Excerpted text:

Segment Open

FEDERAL COURT OF AUSTRALIA

ECT17 v Minister for Home Affairs [2018] FCA 1711

Appeal from:

ECT17 v Minister for Immigration and Border Protection [2018] FCCA 730

File number:

WAD 148 of 2018

Judge:

BANKS-SMITH J

Date of judgment:

9 November 2018

Catchwords:

MIGRATION - protection visa - appeal from decision of Federal Circuit Court dismissing application for review - where claim to fear harm from extremist groups and because of doubt as to support for mental health issues - where no valid appeal grounds enunciated - where no jurisdictional error on part of Immigration Assessment Authority or Federal Circuit Court identified

Legislation:

Migration Act 1958 (Cth) ss 5J(1), 36(2A), 46A(2), 473CA

Cases cited:

Gupta v Minister for Immigration and Border Protection [2016] FCA 1004

Minister for Immigration and Border Protection v BBS16 [2017] FCAFC 176; (2017) 257 FCR 111

MZXHY v Minister for Immigration and Citizenship [2007] FCA 622

Date of hearing:

10 August 2018

Registry:

Western Australia

Division:

General Division

National Practice Area:

Administrative and Constitutional Law and Human Rights

Category:

Catchwords

Number of paragraphs:

37

Counsel for the Appellant:

The Appellant appeared in person with the assistance of an interpreter

Counsel for the First Respondent:

Mr PR MacLiver

Solicitor for the First Respondent:

Australian Government Solicitor

Counsel for the Second Respondent:

The Second Respondent filed a submitting notice save as to costs

ORDERS

WAD 148 of 2018

BETWEEN:

ECT17

Appellant

AND:

MINISTER FOR HOME AFFAIRS

First Respondent

IMMIGRATION ASSESSMENT AUTHORITY

Second Respondent

JUDGE:

BANKS-SMITH J

DATE OF ORDER:

9 NOVEMBER 2018

THE COURT ORDERS THAT:

1.    The appeal be dismissed.

2.    The appellant pay the first respondent's costs to be assessed if not agreed.

Note:    Entry of orders is dealt with in Rule 39.32 of the Federal Court Rules 2011.

Segment Closed

Instructions:
1. According to the court judgment above, on what date was the hearing held?
2. Reproduce the court judgment from "1.    The appeal be" to "Court Rules 2011.", word for word.

Supplied records:
Segment Open

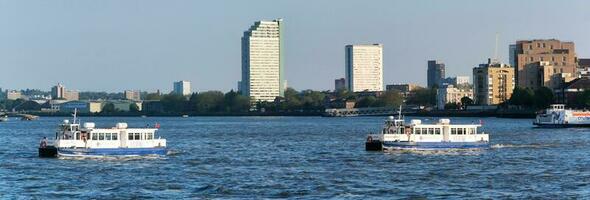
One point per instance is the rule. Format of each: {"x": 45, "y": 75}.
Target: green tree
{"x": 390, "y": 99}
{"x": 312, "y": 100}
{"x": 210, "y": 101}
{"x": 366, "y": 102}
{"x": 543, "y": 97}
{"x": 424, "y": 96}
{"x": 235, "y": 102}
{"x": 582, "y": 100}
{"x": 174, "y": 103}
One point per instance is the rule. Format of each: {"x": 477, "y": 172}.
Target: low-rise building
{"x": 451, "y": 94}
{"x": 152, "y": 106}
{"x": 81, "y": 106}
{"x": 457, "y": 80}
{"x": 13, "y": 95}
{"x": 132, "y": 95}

Segment Closed
Segment Open

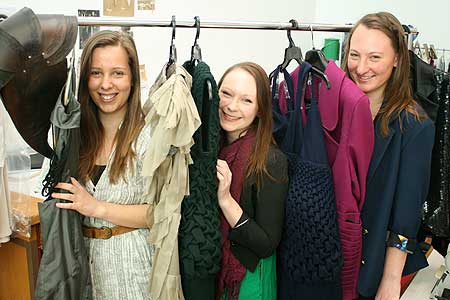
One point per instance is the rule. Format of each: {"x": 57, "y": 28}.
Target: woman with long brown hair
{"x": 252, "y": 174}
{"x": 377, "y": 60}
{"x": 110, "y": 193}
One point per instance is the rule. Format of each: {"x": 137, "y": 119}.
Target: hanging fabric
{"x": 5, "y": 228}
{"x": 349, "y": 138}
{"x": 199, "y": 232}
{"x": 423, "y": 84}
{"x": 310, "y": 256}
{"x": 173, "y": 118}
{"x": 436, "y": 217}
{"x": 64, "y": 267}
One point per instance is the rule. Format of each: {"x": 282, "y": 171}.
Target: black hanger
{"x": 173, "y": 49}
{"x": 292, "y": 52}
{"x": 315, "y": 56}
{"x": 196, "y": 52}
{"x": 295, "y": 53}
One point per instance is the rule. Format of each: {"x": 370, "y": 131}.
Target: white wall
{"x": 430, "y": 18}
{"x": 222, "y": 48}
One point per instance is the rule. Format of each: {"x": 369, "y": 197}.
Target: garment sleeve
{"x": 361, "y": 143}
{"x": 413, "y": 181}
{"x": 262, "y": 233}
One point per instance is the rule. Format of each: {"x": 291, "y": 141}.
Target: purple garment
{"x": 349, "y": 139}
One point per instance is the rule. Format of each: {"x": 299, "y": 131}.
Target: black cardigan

Segment Closed
Segment Open

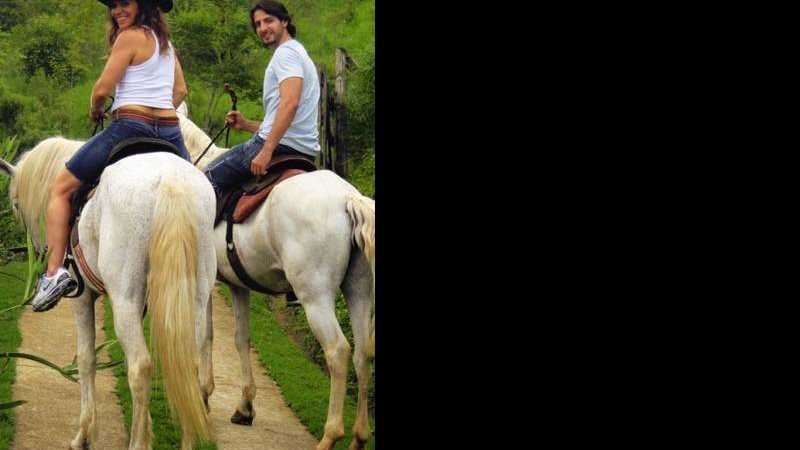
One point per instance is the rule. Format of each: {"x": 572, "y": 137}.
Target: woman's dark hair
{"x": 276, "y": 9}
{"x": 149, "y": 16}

Segment Closed

Solutions for each task:
1. 10 August 2018

2.
1.    The appeal be dismissed.

2.    The appellant pay the first respondent's costs to be assessed if not agreed.

Note:    Entry of orders is dealt with in Rule 39.32 of the Federal Court Rules 2011.